____ Extract
Projector Reviews

Epson Home Cinema 6500UB – Brightness – and new meter

Greetings everyone,

Ahh, issues, issues.  As many of you know, in the first blog on the Epson Home Cinema 6500UB, I reported preliminary brightness readings, taken by Mike, with his new light meter.  Since we know, historically, that our measurements with his (or my) Optic One setup typically reports brightness measurements about 10-20% higher than other reviewers, it becomes important that we provide all of you a basis for comparison.

To do that, we wanted to measure both the Epson, and the Panasonic PT-AE3000 with both our old, and new setup.  That way, you could see, for example, that measurements using the new meter are x% lower than the old meter, so you could compare, say the 1253 lumens on the Epson against the 1116 of the Panasonic.  If the new meter produces 20% lower lumens, then to compare apples to apples, increase the new measurements by 25% or drop the old ones by 20%, etc…

When Mike came over to do that, we discovered that the new meter measurements were not only significantly lower than the old, but to a rather drastic amount, in that we are getting numbers with the new gear, that are now significantly lower than others are reporting.
________
Problems to solve
a – Reproduce the portion of the Epson brightness post between "Projector Reviews" and "basis for comparison.", inclusive.
b – According to the Epson brightness post, why did the reviewers intend to measure both the Epson and the Panasonic PT-AE3000 with both the old and the new setup? Answer in one to three sentences.
____ Data
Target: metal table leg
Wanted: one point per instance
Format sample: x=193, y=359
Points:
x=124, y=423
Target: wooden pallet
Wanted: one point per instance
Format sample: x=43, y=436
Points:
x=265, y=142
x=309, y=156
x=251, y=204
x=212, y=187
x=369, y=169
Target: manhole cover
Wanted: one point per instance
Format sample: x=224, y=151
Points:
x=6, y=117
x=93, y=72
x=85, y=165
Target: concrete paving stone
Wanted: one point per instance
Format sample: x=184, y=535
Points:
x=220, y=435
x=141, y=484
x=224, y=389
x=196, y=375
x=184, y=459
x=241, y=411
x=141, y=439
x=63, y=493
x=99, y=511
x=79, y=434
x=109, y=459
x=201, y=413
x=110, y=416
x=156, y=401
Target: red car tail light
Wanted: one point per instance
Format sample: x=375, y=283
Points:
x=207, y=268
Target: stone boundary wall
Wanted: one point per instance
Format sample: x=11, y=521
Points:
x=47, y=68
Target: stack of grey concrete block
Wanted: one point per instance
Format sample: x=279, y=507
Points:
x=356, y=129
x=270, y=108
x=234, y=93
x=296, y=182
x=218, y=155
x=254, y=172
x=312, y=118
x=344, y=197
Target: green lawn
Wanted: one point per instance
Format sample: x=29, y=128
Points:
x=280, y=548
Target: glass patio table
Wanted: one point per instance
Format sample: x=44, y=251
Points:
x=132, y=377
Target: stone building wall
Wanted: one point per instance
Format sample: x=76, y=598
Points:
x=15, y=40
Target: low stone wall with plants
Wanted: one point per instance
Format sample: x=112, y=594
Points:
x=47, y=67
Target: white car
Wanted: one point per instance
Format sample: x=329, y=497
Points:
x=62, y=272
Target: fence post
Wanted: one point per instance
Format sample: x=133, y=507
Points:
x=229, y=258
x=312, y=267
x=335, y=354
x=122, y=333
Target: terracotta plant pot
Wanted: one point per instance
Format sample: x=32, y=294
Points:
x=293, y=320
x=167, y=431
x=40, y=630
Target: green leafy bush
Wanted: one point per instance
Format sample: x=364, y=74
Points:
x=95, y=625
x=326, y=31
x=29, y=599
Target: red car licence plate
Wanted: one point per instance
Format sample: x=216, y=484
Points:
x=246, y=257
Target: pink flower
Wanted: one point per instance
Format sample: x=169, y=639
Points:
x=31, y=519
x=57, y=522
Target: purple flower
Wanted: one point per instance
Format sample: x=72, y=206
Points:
________
Per-task outputs
a –
Projector Reviews

Epson Home Cinema 6500UB – Brightness – and new meter

Greetings everyone,

Ahh, issues, issues.  As many of you know, in the first blog on the Epson Home Cinema 6500UB, I reported preliminary brightness readings, taken by Mike, with his new light meter.  Since we know, historically, that our measurements with his (or my) Optic One setup typically reports brightness measurements about 10-20% higher than other reviewers, it becomes important that we provide all of you a basis for comparison.

b – Measuring both projectors with both setups would show how much lower the new meter reads than the old one. Readers could then compare figures such as the Epson's 1253 lumens against the Panasonic's 1116 on an equal basis. This mattered because the Optic One setup historically reports brightness about 10-20% higher than other reviewers do.